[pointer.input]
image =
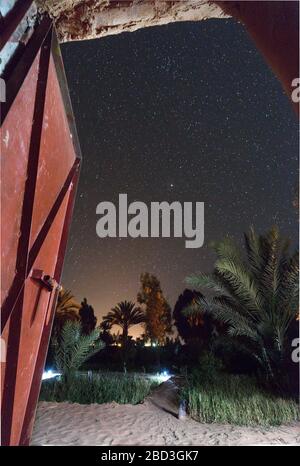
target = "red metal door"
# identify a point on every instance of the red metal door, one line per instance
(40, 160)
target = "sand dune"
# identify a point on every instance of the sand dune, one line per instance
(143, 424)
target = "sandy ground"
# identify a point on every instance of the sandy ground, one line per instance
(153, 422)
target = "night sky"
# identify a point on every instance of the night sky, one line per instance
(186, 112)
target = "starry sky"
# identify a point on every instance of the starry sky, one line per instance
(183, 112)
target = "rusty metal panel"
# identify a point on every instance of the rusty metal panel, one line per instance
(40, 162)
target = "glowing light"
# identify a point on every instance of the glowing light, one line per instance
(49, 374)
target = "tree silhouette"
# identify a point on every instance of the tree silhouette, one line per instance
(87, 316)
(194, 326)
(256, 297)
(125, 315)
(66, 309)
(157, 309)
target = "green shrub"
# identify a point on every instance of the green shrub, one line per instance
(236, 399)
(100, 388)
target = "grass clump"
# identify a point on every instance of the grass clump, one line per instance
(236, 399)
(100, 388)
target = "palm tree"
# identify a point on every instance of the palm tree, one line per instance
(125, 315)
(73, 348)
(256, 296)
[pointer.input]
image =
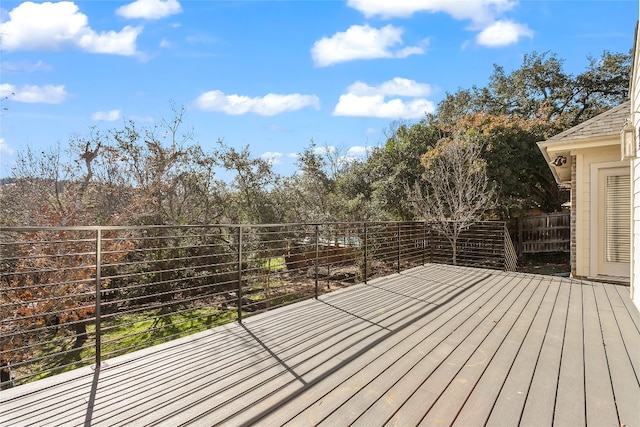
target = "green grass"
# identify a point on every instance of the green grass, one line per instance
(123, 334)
________________
Stated problem
Report how many lines of the material above contain the string "tree". Reply with the number alone.

Full answer
4